» **OBJETIVO DO EXERCÍCIO**
Reescreva somente as linhas da que contém "of the yellow" até a última, ambas incluídas, substituindo "hazelnut" por "walnut". Não altere mais nada.

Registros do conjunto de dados
======
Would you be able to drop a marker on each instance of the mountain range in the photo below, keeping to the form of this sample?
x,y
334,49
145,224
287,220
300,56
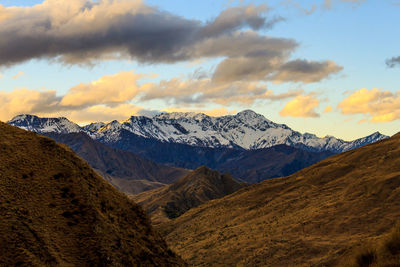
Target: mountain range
x,y
56,211
128,172
245,130
314,217
197,187
246,145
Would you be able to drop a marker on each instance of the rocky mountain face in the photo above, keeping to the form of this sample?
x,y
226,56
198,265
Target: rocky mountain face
x,y
198,187
247,145
56,211
245,130
128,172
314,217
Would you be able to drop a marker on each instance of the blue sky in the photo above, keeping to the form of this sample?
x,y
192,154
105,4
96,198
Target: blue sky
x,y
357,37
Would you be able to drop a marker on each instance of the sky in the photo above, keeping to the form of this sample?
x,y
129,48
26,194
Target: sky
x,y
328,67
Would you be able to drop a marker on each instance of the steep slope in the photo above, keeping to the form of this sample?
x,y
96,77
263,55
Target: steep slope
x,y
56,211
129,173
245,130
199,186
385,253
310,218
248,165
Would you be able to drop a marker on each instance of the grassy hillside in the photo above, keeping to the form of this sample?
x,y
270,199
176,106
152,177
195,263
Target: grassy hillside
x,y
313,217
56,211
199,186
385,253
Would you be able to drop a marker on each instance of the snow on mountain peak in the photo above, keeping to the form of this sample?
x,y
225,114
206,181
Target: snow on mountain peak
x,y
245,130
44,125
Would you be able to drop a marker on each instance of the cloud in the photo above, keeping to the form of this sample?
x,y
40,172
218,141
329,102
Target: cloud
x,y
378,105
305,71
26,101
271,64
104,99
211,112
109,89
301,106
78,31
328,109
18,75
393,62
103,113
86,31
299,7
328,3
192,91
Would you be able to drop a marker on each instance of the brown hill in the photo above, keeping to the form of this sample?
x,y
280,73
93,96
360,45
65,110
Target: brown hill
x,y
56,211
199,186
385,253
313,217
128,172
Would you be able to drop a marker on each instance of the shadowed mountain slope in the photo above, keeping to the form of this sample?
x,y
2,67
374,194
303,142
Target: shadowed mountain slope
x,y
199,186
312,217
248,165
56,211
128,172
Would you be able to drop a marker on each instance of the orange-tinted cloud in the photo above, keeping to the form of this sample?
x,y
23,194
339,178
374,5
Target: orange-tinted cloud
x,y
378,105
195,91
109,89
211,112
18,75
26,101
103,113
301,106
328,109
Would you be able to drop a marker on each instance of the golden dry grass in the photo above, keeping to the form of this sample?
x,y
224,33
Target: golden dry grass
x,y
311,218
56,211
384,253
199,186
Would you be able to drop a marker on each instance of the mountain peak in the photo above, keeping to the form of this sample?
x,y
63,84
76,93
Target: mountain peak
x,y
44,125
62,213
181,115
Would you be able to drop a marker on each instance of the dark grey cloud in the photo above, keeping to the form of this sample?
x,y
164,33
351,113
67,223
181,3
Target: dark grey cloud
x,y
270,68
305,71
85,31
393,62
78,31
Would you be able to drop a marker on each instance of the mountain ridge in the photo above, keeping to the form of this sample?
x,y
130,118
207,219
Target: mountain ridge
x,y
197,187
313,217
56,211
245,130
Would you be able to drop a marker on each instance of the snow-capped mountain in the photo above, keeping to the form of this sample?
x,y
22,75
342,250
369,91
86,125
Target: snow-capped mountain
x,y
45,125
246,130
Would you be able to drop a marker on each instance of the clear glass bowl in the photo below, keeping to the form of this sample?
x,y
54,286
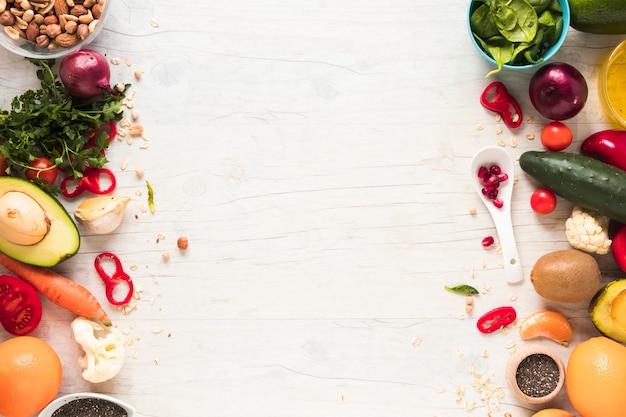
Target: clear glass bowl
x,y
29,49
613,85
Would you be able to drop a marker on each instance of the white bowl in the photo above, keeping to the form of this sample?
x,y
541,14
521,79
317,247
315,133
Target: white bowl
x,y
516,360
59,402
28,49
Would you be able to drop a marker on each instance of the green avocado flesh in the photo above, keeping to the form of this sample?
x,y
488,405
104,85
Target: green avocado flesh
x,y
59,242
608,310
606,17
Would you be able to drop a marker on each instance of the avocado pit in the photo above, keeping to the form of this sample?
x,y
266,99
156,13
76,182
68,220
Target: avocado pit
x,y
22,220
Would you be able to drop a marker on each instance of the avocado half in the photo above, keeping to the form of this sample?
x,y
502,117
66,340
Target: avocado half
x,y
59,241
608,310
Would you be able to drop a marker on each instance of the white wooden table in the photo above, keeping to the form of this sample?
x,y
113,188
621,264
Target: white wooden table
x,y
316,155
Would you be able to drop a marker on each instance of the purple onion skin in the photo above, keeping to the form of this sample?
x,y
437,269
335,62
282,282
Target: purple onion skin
x,y
86,74
558,91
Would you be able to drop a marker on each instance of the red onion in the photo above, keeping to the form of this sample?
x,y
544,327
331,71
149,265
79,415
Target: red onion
x,y
86,74
558,91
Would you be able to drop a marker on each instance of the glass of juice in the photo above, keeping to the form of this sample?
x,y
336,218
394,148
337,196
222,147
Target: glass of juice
x,y
613,85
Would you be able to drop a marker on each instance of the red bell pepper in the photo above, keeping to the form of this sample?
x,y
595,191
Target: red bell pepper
x,y
608,146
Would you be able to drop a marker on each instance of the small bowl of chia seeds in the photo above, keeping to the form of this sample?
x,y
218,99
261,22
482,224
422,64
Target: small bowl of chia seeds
x,y
535,374
87,404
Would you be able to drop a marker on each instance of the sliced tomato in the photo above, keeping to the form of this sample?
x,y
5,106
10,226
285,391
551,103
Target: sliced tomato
x,y
496,319
20,306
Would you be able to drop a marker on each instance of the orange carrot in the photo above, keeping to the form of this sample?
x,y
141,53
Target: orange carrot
x,y
61,291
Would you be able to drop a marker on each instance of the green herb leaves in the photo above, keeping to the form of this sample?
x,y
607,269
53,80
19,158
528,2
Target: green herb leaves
x,y
462,289
50,123
516,32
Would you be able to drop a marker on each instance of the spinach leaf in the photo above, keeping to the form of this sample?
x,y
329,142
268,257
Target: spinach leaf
x,y
516,19
516,32
483,22
540,5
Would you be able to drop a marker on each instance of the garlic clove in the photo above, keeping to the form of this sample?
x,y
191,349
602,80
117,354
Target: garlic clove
x,y
22,221
102,214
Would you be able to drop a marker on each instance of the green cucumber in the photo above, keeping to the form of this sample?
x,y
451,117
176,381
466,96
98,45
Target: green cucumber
x,y
580,179
606,17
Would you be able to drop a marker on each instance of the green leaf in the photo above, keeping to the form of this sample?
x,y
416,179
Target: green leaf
x,y
539,5
482,23
49,122
517,20
463,289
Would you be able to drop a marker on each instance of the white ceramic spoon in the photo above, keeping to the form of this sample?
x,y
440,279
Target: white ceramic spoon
x,y
488,156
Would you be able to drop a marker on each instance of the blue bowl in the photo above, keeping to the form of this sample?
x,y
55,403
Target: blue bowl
x,y
546,55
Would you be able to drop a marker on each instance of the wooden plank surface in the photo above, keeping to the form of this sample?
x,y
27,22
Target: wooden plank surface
x,y
316,155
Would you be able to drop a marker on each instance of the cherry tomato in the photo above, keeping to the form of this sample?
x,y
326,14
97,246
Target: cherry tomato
x,y
42,170
496,319
543,201
556,136
618,247
20,306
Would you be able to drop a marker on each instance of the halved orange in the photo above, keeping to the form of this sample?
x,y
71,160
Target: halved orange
x,y
546,323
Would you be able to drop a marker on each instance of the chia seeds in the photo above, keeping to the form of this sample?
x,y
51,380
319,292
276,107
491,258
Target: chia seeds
x,y
90,407
537,375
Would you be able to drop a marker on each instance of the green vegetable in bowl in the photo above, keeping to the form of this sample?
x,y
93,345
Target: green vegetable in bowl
x,y
516,32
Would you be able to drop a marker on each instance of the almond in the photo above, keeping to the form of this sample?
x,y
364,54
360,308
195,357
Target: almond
x,y
66,40
32,31
60,7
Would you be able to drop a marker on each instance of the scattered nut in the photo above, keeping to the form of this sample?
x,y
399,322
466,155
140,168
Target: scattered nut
x,y
182,243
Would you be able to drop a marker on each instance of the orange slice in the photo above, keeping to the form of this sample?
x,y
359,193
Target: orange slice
x,y
546,323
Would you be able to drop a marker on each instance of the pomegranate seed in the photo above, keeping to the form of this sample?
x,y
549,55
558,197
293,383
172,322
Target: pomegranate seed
x,y
488,241
482,172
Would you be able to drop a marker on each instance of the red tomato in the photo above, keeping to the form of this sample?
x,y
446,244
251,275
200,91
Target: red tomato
x,y
543,201
20,306
496,319
42,170
556,136
618,247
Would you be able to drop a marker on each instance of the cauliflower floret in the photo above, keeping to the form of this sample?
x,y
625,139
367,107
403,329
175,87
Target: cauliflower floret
x,y
588,231
103,346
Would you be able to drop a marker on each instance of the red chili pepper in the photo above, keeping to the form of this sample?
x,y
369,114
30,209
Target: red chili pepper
x,y
496,319
112,281
618,247
608,146
90,181
497,98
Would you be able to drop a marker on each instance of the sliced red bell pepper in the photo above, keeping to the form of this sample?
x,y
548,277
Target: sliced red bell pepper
x,y
496,319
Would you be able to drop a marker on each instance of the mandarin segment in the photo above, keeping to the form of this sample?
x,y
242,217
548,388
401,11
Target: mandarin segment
x,y
546,323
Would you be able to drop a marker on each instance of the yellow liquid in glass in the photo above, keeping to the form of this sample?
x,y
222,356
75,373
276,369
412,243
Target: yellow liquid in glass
x,y
614,85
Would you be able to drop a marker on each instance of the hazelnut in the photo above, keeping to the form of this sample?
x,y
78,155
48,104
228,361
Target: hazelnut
x,y
182,243
7,18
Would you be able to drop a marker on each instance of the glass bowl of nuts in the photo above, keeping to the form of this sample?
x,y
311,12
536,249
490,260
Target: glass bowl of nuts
x,y
48,29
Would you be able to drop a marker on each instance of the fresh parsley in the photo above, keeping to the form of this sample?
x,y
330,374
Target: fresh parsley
x,y
49,122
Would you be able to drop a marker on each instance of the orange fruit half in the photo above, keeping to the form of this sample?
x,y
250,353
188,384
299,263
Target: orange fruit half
x,y
30,376
546,323
553,412
596,378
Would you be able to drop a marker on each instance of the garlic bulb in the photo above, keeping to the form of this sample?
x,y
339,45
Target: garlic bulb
x,y
23,220
102,214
======
» **RESPOSTA DO EXERCÍCIO**
Would you be able to drop a marker on each instance of the yellow liquid in glass in the photo above, keeping to the form of this sample?
x,y
222,356
75,373
276,369
412,243
Target: yellow liquid in glass
x,y
614,85
Would you be able to drop a marker on each instance of the walnut in the photo above, keeping to the form of this sample?
x,y
78,155
48,104
228,361
Target: walnut
x,y
182,243
7,18
Would you be able to drop a marker on each instance of the glass bowl of nuts in the photo above, keeping to the form of this sample?
x,y
311,12
536,249
490,260
Target: glass bowl of nuts
x,y
48,29
Would you be able to drop a marker on each instance of the fresh parsley in the photo above, keeping to the form of this sample?
x,y
330,374
Target: fresh parsley
x,y
49,122
Would you be able to drop a marker on each instance of the orange fruit half in the photo above, keeping to the form of this sample?
x,y
250,353
188,384
299,263
Target: orange fruit half
x,y
30,376
546,323
553,412
596,378
Would you be able to drop a marker on each instance of the garlic bulb in the photo above, keeping to the form of this sample?
x,y
339,45
Target: garlic bulb
x,y
23,220
102,214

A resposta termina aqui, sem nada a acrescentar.